ABOUT THIS TASK:
In the no-till gardening text, what does the writer suggest mulching with in the winter?

EXTRACT:
************

To keep from walking in the beds, I highly recommend building permanent garden beds and pathways to avoid having to start from square one each year building up soil. In permanent beds, simply continue to improve their fertility year after year. This saves time, too.
The second way to protect garden soil is by adding organic matter–lots of it, as often as you can. To read more about what kinds of organic matter to add, see the resources section below.
The third way to protect soil in the no-till garden is to mulch. Mulching shades the soil (habitat for the beneficial soil organisms) and reduces the germination of weed seeds. I mulch between the rows of veggies, avoiding contact with the stems of plants. I use grass clippings and leaf mulch because that’s what I have the most of. Wood chips are an excellent topping. Just be sure to keep them on top of the soil as a mulch and away from plant stems. Do not mix them into the soil as an amendment, since this can reduce your garden’s vigor. Rather, allow wood chips to compost naturally into soil. In the winter, try mulching with shredded leaves.

************

DATA TO EXAMINE:

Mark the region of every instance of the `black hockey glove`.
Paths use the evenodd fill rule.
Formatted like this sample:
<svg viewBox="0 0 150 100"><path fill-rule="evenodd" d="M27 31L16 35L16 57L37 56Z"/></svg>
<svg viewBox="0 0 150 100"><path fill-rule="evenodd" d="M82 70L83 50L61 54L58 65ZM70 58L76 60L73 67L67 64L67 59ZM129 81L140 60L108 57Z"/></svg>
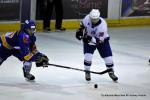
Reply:
<svg viewBox="0 0 150 100"><path fill-rule="evenodd" d="M84 42L84 43L89 43L89 42L91 42L91 39L92 39L91 36L89 36L89 35L84 35L84 37L83 37L83 42Z"/></svg>
<svg viewBox="0 0 150 100"><path fill-rule="evenodd" d="M83 38L83 29L79 28L77 31L76 31L76 38L78 40L81 40Z"/></svg>
<svg viewBox="0 0 150 100"><path fill-rule="evenodd" d="M36 67L48 67L48 62L49 62L49 59L44 54L37 56L37 59L35 61Z"/></svg>

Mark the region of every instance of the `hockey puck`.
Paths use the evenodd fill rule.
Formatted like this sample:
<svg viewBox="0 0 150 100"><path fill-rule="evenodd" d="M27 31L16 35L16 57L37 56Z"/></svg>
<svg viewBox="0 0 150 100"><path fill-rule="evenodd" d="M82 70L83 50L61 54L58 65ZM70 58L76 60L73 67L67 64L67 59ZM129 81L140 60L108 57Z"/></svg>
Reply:
<svg viewBox="0 0 150 100"><path fill-rule="evenodd" d="M94 84L94 88L98 88L98 85L97 85L97 84Z"/></svg>

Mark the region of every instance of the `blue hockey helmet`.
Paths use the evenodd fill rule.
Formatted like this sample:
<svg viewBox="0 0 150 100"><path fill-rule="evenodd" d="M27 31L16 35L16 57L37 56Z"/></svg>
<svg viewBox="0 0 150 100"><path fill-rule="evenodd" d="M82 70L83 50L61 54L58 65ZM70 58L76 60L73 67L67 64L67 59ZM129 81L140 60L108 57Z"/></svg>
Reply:
<svg viewBox="0 0 150 100"><path fill-rule="evenodd" d="M25 20L24 29L29 35L33 35L36 32L36 25L33 20Z"/></svg>

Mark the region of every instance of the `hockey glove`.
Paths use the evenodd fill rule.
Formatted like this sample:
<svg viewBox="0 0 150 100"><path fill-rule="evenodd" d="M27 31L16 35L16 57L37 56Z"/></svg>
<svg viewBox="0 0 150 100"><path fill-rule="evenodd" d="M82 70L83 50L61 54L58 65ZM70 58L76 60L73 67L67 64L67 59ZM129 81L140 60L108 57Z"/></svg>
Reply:
<svg viewBox="0 0 150 100"><path fill-rule="evenodd" d="M84 37L83 37L83 42L84 42L84 43L89 43L89 42L91 42L91 40L92 40L92 37L91 37L91 36L89 36L89 35L84 35Z"/></svg>
<svg viewBox="0 0 150 100"><path fill-rule="evenodd" d="M97 44L102 44L102 43L104 43L104 37L100 37L100 38L96 38L96 43Z"/></svg>
<svg viewBox="0 0 150 100"><path fill-rule="evenodd" d="M47 65L48 62L49 62L49 59L44 54L37 56L37 59L35 61L36 67L48 67L48 65Z"/></svg>
<svg viewBox="0 0 150 100"><path fill-rule="evenodd" d="M77 31L76 31L76 38L78 40L81 40L83 38L83 29L79 28Z"/></svg>

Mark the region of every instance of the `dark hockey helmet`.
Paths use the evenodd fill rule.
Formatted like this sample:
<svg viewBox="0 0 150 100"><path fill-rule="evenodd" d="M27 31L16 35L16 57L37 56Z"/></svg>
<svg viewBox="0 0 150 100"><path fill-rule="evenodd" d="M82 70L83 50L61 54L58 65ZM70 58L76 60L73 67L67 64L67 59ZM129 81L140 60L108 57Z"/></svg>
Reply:
<svg viewBox="0 0 150 100"><path fill-rule="evenodd" d="M33 20L26 20L24 23L24 30L32 36L36 32L35 22Z"/></svg>

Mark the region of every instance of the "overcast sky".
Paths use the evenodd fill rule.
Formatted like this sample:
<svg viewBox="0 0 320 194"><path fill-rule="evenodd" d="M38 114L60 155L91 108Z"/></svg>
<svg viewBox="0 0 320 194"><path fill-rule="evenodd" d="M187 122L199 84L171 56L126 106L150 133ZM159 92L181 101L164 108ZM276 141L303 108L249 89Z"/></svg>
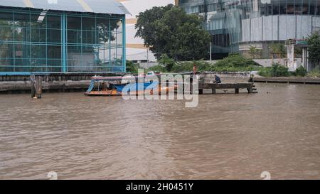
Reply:
<svg viewBox="0 0 320 194"><path fill-rule="evenodd" d="M166 6L169 4L174 4L174 0L129 0L122 2L132 14L127 16L127 18L135 18L139 12L151 9L153 6Z"/></svg>

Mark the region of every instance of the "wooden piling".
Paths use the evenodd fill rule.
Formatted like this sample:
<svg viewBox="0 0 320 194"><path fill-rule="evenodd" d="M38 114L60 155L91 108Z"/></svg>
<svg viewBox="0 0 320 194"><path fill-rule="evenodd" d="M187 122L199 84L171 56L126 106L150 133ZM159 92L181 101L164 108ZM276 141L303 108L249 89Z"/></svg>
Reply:
<svg viewBox="0 0 320 194"><path fill-rule="evenodd" d="M34 75L30 77L31 87L31 97L41 98L42 95L42 77Z"/></svg>

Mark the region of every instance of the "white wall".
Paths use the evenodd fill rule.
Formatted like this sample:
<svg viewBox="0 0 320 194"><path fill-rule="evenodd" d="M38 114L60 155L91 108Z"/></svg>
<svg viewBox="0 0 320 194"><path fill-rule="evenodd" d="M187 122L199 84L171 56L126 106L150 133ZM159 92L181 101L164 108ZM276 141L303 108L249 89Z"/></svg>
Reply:
<svg viewBox="0 0 320 194"><path fill-rule="evenodd" d="M174 4L174 0L128 0L122 1L122 4L128 9L132 15L127 15L127 19L135 18L139 12L150 9L154 6L166 6L169 4ZM143 45L144 41L139 38L135 38L136 30L134 24L126 26L127 44ZM132 48L127 47L127 59L129 60L146 60L146 48ZM154 55L149 52L150 61L156 61Z"/></svg>

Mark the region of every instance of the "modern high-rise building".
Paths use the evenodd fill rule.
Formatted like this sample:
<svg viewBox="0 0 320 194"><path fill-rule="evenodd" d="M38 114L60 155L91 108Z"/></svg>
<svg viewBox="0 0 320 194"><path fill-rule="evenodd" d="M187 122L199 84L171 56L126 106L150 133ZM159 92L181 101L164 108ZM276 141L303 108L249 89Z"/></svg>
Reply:
<svg viewBox="0 0 320 194"><path fill-rule="evenodd" d="M245 53L267 58L270 43L302 39L320 30L320 0L179 0L188 14L203 16L213 58Z"/></svg>
<svg viewBox="0 0 320 194"><path fill-rule="evenodd" d="M144 41L135 37L137 31L134 25L137 23L136 16L140 12L150 9L154 6L163 6L169 4L174 4L174 0L117 0L121 2L130 12L127 16L127 59L137 62L156 61L152 53L144 46Z"/></svg>
<svg viewBox="0 0 320 194"><path fill-rule="evenodd" d="M115 0L1 0L0 74L125 72Z"/></svg>

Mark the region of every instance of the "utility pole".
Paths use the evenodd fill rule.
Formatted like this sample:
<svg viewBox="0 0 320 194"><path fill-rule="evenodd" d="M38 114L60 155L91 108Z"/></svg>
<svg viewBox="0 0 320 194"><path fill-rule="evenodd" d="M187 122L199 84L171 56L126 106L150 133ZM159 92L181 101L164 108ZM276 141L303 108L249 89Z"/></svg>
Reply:
<svg viewBox="0 0 320 194"><path fill-rule="evenodd" d="M212 40L211 40L212 41ZM212 41L210 41L210 61L212 60Z"/></svg>
<svg viewBox="0 0 320 194"><path fill-rule="evenodd" d="M149 48L146 48L146 67L149 68Z"/></svg>

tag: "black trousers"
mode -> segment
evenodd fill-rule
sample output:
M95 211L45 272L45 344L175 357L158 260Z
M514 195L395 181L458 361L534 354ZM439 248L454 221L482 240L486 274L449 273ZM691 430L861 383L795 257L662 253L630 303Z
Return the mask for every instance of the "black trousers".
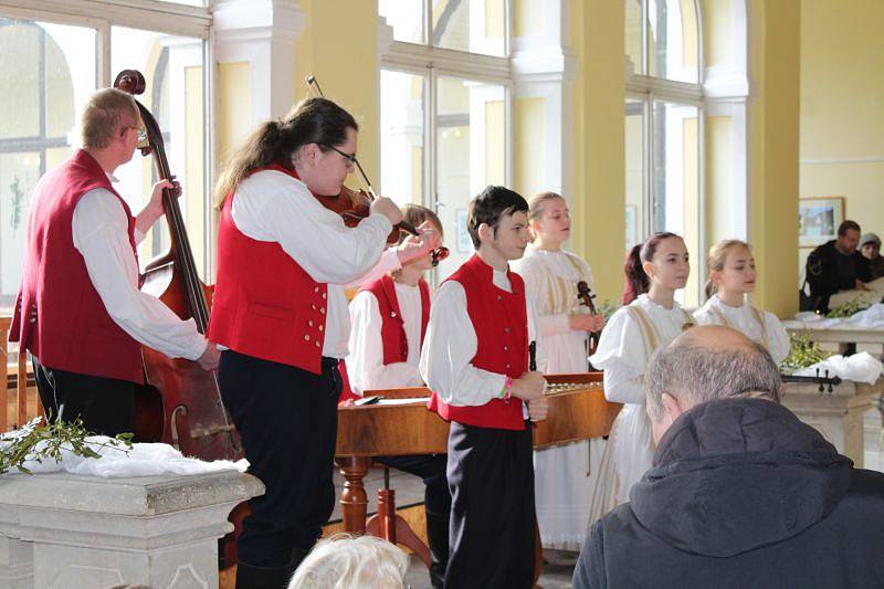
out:
M451 512L451 491L449 491L449 481L445 474L448 467L445 454L378 456L377 461L423 480L423 506L428 513L448 515Z
M77 418L95 433L116 435L135 427L135 382L81 375L43 366L31 358L36 390L46 417L73 422Z
M532 430L451 424L451 554L445 587L530 588L534 579Z
M340 395L338 361L314 375L233 350L221 354L219 383L242 440L249 472L266 487L249 502L238 544L255 567L296 565L335 506L332 481Z

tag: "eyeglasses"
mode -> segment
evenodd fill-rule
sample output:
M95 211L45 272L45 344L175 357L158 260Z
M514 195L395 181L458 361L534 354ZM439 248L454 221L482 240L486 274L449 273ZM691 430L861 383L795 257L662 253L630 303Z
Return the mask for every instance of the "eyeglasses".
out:
M143 143L147 140L147 129L144 127L135 127L133 125L123 125L123 133L126 133L126 129L135 129L138 132L138 143Z
M338 149L334 145L328 145L328 144L319 144L319 145L323 146L323 147L327 147L328 149L335 151L337 155L339 155L340 157L343 157L344 159L346 159L350 164L354 164L354 165L356 164L356 154L347 154L346 151L341 151L340 149Z

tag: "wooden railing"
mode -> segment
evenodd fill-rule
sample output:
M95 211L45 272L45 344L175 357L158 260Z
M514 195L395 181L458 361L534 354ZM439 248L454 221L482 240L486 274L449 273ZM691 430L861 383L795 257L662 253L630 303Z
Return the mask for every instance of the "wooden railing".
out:
M28 353L19 354L19 361L10 364L11 323L12 317L0 316L0 402L4 403L3 410L0 410L0 432L20 428L36 416L45 417L30 371Z

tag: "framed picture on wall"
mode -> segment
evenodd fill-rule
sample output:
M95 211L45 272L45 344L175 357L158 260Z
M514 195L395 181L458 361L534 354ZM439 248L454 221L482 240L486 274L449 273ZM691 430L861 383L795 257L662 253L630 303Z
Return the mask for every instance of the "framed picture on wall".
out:
M844 221L844 197L798 200L798 245L813 248L835 239Z

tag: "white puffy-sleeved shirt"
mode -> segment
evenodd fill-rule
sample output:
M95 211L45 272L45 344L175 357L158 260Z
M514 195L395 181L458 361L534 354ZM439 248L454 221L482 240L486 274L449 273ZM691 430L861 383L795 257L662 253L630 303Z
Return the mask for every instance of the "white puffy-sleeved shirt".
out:
M724 325L746 334L753 341L765 346L778 366L789 355L789 334L777 316L748 303L732 307L718 295L713 295L694 312L694 320L697 325Z
M528 245L525 256L512 265L525 281L525 293L537 312L549 371L586 372L589 334L571 329L568 317L589 313L577 298L578 282L593 287L589 264L565 250L552 252Z
M506 272L494 270L494 285L513 292ZM528 341L537 341L537 369L546 371L546 355L538 340L537 316L526 297ZM483 406L498 398L506 375L471 364L478 350L473 322L466 312L466 292L461 283L445 281L430 309L430 324L421 350L420 371L427 386L450 406Z
M630 311L636 307L643 315ZM644 404L643 377L648 360L656 347L648 341L640 316L649 319L656 346L665 346L693 324L691 315L678 303L672 308L657 305L643 294L630 305L620 307L604 326L599 347L589 360L604 370L604 396L619 403Z
M123 204L104 188L90 190L74 207L74 248L83 255L92 285L114 323L139 344L170 358L196 360L206 351L207 340L193 319L182 322L157 297L138 290L138 261L128 227ZM136 243L144 239L136 229Z
M343 285L361 282L381 261L390 220L376 213L348 228L307 185L275 170L253 173L240 183L231 217L245 235L278 243L314 281L328 284L323 356L346 357L350 313Z
M352 392L360 397L367 390L423 385L419 369L422 313L420 288L400 283L396 283L394 287L408 341L408 358L404 362L383 364L383 323L377 297L368 291L361 291L350 303L347 376Z

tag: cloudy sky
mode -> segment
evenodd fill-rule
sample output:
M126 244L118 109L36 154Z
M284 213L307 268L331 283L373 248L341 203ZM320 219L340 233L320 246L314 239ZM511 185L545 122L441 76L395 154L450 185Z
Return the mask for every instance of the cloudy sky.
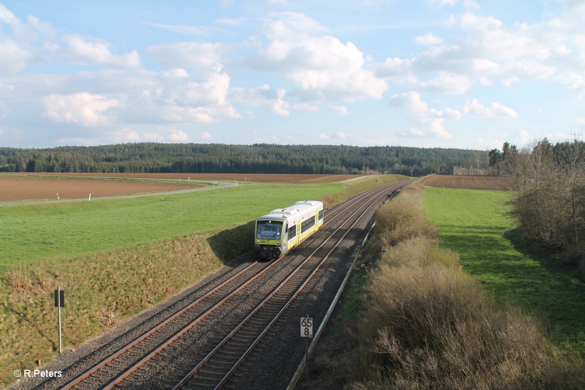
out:
M0 146L584 133L584 0L0 0Z

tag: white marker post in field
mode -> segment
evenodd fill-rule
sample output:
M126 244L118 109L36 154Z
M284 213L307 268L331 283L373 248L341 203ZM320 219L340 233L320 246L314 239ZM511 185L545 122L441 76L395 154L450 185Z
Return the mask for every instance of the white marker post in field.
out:
M309 381L309 339L313 338L313 319L307 315L307 317L301 317L301 337L305 337L306 340L305 343L305 381Z
M65 307L65 292L58 286L55 290L55 306L57 307L57 316L58 317L59 353L61 353L61 308Z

************

ANSWER FOR THE TASK:
Shredded leaves.